SELECTED TEXT ::
Melha Mellata, an assistant professor in food science and human nutrition, now has a patent that covers new methodology for safer and effective cancer treatments. Photo by Blake Lanser.

Assistant professor receives patent for method of inhibiting tumors

Melha Mellata, an assistant professor of food science and human nutrition, received a patent for a new method she invented for inhibiting tumors and improving safety of live vaccines. 

The United States Patent and Trademark Office approved Mellata's patent application for the methodology, granting her U.S. patent 9198950, Recombinant bacterium comprising a toxin/antitoxin system. The invention consists of genetically modifying a bacterial toxin-antitoxin system and utilizing it in a live vaccine, such as Salmonella, to selectively deliver the toxins into the tumor cells and destroy them. This system can also be used to make live vaccines safer.

"I am honored to have this patent awarded as only approximately 20 percent of all inventors are female," said Mellata. "Cancer is the second leading cause of death in the U.S., and I hope my invention will lead to a cure that will play an important role in lowering that statistic, as well as lowering the impact of infectious diseases."

EXERCISE DATA ::
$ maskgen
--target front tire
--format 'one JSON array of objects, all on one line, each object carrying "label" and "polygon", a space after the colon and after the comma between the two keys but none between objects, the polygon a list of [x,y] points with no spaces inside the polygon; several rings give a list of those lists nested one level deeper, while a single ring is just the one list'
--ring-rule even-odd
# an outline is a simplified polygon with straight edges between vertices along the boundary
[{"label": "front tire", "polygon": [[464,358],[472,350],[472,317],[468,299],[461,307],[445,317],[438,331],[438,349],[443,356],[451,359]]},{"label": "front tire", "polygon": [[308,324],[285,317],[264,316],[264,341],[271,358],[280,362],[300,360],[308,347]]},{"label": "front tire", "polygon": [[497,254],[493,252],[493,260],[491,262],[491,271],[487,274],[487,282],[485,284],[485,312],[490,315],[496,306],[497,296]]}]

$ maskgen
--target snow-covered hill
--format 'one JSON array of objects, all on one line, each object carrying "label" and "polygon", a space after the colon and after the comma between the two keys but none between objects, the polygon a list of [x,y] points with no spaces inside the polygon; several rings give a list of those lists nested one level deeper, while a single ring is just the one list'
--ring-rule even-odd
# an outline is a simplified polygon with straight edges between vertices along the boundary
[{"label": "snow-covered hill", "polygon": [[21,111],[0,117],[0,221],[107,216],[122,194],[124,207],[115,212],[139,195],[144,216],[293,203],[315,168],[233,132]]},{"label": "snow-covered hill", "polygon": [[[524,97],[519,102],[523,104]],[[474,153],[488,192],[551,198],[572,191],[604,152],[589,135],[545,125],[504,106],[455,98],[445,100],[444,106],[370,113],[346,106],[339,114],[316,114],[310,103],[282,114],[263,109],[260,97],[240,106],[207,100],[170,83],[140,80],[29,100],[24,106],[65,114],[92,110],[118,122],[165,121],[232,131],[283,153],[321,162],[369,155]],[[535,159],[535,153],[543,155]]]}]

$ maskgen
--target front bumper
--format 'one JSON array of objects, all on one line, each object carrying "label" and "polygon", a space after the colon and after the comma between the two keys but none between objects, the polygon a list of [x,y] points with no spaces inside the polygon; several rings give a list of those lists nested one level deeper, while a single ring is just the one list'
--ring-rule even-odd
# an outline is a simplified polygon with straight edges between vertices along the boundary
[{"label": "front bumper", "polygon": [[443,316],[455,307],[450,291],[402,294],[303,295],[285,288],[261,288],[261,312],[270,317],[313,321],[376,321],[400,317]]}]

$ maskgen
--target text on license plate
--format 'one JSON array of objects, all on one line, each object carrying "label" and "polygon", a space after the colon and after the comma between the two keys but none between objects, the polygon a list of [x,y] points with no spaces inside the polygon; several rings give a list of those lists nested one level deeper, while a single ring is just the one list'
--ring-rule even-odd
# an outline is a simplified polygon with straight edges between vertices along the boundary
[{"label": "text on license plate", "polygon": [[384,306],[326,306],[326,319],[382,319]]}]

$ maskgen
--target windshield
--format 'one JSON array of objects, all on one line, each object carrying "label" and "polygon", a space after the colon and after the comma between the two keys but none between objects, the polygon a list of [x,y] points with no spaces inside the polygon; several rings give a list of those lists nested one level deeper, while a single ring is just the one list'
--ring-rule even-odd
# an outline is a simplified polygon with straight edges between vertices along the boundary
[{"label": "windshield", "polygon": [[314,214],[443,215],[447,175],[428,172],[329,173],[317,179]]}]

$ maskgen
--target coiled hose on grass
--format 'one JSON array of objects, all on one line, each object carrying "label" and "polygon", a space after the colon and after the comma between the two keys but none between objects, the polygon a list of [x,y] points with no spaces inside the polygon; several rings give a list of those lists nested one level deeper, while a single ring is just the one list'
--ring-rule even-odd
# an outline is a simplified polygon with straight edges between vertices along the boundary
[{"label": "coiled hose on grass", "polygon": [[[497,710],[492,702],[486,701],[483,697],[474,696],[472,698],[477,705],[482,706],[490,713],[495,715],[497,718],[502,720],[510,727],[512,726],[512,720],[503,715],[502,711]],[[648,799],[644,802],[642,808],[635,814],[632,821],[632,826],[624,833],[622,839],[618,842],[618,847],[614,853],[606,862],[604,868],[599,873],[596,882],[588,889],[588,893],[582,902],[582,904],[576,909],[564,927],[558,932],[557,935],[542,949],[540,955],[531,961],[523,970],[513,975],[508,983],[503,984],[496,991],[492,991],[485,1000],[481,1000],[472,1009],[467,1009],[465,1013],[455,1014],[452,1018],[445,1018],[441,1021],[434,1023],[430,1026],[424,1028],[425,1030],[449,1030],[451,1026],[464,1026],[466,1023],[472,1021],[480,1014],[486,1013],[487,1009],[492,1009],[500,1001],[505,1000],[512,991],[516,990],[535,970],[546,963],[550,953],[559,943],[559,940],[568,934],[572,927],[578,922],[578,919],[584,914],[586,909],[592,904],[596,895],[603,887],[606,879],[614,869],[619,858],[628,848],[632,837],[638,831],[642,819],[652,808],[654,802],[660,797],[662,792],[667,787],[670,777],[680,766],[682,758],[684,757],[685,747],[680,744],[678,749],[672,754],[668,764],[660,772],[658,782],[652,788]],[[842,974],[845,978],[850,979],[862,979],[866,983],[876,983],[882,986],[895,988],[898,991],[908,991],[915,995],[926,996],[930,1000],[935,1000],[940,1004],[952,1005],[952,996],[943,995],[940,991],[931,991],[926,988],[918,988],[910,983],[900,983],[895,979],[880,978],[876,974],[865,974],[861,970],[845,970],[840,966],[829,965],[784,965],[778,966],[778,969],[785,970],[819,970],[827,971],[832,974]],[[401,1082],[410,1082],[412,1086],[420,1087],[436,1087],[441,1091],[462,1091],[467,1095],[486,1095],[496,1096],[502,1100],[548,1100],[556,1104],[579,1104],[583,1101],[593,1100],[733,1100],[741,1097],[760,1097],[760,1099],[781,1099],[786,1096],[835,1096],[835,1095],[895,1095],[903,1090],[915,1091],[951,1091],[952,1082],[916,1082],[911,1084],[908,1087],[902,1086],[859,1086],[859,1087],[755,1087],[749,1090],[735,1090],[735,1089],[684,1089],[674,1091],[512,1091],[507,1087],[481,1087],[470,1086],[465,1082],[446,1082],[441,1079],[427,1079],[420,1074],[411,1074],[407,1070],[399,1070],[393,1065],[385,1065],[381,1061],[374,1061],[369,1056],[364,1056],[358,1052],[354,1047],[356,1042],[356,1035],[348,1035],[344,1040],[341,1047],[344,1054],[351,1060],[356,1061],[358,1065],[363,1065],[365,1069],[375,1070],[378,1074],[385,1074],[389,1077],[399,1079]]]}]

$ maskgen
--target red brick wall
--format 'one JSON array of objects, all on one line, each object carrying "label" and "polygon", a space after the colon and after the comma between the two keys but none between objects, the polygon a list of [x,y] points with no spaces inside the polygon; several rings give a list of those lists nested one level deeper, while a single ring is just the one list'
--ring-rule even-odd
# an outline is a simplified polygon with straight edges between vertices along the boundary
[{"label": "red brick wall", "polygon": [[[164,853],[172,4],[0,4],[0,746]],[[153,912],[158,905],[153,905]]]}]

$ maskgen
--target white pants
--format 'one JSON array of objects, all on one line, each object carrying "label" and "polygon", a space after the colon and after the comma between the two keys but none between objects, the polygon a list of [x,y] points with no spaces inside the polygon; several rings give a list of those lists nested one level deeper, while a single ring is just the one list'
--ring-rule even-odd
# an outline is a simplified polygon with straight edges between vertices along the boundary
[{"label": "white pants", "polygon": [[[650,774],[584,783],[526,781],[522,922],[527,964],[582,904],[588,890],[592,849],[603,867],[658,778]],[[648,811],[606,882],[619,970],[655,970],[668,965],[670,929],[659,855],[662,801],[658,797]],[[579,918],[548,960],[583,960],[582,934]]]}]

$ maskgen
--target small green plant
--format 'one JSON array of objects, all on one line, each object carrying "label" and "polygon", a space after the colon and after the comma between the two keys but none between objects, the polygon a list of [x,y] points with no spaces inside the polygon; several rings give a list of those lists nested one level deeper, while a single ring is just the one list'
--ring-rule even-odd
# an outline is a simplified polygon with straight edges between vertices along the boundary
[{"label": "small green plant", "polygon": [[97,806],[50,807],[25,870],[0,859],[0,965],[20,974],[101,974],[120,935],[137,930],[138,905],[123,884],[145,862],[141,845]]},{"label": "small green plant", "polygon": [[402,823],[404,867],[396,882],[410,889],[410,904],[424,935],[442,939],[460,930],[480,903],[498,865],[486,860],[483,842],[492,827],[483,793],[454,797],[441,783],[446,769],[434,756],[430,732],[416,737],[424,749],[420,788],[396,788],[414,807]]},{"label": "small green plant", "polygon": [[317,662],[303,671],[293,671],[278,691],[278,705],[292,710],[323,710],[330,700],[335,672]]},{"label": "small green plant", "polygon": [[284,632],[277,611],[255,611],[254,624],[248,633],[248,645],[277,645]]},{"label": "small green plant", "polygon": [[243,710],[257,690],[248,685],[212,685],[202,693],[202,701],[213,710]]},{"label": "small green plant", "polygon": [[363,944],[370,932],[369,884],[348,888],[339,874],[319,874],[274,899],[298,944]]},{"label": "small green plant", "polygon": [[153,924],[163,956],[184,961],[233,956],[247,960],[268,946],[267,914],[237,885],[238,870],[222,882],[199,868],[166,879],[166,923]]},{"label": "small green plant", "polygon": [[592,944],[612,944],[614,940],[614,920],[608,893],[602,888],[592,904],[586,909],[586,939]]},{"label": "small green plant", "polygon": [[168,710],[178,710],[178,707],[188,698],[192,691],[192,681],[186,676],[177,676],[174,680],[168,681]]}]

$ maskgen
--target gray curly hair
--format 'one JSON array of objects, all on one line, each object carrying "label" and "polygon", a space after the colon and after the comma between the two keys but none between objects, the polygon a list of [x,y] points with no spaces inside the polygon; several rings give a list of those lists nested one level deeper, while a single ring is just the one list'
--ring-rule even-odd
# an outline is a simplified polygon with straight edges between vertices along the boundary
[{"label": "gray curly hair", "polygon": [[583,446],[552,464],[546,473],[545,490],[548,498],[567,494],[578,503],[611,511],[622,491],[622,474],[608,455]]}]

WHAT TO PRODUCE ::
Continue the article on Melha Mellata's patent for inhibiting tumors, picking up after its final quotation.

THE ANSWER ::
Current cancer treatments, such as chemotherapy and radiation, can be harmful to normal cells. However, Mellata’s system will be successful in terminating cancerous tumor cells, leaving normal cells healthy. The recombinant bacterium comprising a toxin/antitoxin system works by activating the promoter of the toxins that naturally target tumor cells.

"By studying living cells, such as bacteria at the molecular level, researchers have elucidated many systems used by these cells to survive and cause diseases," she said. "These bacterial systems can be modified to be used for purposes that will benefit us. Lastly, bacteria can teach us new ways to improve human, and animal health."

Live attenuated vaccines are considered among the most influential tools for disease control and potential disease elimination. Weakened bacteria that are unable to cause clinical diseases, but trigger a self-limiting infection leading to the stimulation of protective immunity, represent an attractive method to prevent and/or treat infections. Overall, her research will benefit both human health and agricultural animal production.

Mellata researches the development of effective intervention strategies against diseases. She focuses primarily on the molecular pathogenesis of bacteria, host response to infections, and vaccine development to control infections in humans and food-producing animals, such as chickens. Her research has significantly advanced the field, resulting in high-impact publications, federal funding, and patents.